● What to work on: Rewrite the records from their first line through the line containing "214), (315, 218)]", putting "ceramic jar" wherever "glass vase" appears and leaving everything else unchanged.
######
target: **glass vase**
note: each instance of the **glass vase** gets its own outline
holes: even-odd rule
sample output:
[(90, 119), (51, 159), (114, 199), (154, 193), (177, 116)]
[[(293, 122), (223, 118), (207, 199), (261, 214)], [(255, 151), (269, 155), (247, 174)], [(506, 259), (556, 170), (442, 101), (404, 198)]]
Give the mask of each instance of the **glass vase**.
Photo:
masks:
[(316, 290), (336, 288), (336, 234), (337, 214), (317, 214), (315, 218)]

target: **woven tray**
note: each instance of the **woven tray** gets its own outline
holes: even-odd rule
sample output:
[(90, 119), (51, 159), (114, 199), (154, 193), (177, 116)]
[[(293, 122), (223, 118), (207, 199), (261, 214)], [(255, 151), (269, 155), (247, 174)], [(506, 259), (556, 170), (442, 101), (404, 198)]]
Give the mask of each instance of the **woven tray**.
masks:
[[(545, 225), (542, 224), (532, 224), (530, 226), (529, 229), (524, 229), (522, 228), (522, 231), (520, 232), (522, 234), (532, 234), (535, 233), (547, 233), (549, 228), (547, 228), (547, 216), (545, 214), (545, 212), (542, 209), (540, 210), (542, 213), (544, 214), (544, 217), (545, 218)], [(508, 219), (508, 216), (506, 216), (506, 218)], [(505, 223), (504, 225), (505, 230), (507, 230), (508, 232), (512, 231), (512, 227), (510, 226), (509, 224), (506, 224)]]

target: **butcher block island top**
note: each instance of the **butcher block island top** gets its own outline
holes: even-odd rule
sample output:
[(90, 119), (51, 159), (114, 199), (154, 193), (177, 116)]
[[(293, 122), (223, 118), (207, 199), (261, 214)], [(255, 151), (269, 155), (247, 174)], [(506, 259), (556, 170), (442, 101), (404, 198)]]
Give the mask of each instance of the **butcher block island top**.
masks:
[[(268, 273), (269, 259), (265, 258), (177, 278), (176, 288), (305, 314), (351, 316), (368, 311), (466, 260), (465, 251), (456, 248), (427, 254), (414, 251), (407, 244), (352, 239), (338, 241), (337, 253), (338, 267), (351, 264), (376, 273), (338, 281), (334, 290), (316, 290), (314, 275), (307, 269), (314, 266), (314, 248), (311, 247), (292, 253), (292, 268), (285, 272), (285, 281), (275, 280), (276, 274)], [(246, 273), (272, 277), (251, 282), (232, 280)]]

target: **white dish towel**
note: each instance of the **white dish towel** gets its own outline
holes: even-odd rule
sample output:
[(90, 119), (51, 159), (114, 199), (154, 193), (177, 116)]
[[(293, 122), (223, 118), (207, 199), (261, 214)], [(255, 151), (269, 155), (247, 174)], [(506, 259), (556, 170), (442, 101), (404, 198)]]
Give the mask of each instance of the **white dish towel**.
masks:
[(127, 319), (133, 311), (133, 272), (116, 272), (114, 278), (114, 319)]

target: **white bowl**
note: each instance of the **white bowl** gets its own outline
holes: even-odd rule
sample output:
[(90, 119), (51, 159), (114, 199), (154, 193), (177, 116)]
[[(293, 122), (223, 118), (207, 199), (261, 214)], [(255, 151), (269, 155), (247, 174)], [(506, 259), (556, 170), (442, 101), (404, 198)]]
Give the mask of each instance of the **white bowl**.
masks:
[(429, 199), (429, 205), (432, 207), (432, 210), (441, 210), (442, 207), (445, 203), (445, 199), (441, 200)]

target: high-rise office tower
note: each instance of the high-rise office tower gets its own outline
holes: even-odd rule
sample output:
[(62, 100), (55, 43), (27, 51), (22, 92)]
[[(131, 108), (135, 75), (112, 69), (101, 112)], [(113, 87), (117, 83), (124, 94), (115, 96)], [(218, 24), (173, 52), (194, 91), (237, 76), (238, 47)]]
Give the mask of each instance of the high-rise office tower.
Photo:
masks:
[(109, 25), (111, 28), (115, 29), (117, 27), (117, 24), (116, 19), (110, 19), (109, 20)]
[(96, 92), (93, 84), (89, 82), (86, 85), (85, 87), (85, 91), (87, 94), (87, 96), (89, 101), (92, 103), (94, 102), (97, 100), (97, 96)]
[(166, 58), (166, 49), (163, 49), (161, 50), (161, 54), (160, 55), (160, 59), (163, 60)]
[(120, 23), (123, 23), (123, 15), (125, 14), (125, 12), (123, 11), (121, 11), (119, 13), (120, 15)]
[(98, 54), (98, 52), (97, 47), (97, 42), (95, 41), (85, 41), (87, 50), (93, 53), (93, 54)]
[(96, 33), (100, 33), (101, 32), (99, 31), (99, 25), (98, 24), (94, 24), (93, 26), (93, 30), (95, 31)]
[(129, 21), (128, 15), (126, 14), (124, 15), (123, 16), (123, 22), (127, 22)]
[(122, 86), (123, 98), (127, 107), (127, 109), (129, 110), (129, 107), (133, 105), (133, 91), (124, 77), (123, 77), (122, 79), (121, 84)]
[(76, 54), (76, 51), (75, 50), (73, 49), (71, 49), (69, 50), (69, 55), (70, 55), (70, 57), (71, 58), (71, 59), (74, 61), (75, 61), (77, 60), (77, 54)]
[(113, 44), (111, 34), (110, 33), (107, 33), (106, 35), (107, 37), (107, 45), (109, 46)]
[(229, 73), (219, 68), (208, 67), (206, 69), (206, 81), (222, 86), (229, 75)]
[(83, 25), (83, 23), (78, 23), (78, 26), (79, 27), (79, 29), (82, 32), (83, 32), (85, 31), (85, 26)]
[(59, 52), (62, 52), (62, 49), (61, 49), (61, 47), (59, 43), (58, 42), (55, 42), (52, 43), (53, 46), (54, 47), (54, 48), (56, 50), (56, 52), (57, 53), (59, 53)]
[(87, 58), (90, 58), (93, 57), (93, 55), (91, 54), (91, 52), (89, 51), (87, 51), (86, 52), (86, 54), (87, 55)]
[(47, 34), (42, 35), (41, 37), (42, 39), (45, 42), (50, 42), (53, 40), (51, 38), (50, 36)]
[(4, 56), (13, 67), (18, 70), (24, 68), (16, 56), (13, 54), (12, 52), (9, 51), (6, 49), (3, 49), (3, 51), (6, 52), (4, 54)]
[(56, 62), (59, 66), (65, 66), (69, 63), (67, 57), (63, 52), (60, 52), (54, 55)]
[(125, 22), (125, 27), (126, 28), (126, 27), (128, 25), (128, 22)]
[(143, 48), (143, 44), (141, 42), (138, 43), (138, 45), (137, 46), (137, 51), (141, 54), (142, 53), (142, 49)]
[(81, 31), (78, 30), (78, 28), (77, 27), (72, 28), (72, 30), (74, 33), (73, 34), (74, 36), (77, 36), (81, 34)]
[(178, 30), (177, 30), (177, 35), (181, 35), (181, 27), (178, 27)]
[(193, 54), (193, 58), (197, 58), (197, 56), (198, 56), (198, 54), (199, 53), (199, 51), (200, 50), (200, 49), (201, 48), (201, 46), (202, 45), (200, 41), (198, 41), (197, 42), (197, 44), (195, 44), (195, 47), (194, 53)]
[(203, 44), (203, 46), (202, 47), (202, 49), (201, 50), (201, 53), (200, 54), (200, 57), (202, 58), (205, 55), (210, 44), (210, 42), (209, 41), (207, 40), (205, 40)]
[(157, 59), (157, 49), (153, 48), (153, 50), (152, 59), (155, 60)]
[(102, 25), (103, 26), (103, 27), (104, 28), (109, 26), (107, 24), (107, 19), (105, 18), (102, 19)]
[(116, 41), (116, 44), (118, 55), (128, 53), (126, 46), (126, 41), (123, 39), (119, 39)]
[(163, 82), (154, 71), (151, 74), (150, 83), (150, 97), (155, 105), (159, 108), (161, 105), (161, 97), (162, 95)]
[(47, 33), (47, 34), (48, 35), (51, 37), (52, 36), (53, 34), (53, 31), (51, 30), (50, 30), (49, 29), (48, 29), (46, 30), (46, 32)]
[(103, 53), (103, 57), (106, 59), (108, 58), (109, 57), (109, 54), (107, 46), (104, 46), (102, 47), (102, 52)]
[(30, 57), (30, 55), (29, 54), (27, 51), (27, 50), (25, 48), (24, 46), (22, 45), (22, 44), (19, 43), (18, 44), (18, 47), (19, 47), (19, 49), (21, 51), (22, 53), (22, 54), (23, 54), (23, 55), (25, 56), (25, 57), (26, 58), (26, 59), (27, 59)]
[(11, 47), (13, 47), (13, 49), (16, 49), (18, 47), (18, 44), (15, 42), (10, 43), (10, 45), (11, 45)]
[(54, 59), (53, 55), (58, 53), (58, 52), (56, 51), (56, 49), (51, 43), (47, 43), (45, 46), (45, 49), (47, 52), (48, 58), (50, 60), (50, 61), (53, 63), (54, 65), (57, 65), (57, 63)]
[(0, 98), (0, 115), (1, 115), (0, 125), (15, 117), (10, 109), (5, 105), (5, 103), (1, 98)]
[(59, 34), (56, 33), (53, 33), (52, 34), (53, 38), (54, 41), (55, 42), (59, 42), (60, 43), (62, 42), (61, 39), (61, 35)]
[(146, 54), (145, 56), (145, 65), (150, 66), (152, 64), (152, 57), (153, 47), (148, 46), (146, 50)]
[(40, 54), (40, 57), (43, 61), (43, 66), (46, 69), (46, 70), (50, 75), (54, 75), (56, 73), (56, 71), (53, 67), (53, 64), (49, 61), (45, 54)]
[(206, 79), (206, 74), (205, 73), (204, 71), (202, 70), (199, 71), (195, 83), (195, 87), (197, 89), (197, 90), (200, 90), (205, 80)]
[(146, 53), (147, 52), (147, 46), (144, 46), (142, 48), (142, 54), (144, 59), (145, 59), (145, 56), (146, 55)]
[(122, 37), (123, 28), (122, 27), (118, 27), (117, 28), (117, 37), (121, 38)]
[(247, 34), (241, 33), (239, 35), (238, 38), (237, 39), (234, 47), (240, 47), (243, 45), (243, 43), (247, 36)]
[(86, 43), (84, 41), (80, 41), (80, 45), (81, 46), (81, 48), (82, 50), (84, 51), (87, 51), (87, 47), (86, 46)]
######
● Task solution:
target: **ceramic jar**
note: each instance of the **ceramic jar** gets its own outline
holes: even-odd rule
sample output:
[(90, 119), (51, 159), (114, 199), (154, 193), (177, 116)]
[[(293, 122), (223, 118), (207, 199), (261, 214)], [(255, 151), (269, 155), (247, 174)], [(506, 259), (556, 170), (442, 101), (404, 198)]]
Give the mask of each instance of the **ceramic jar**.
Photo:
masks:
[(316, 290), (336, 288), (336, 234), (337, 214), (317, 214), (315, 218)]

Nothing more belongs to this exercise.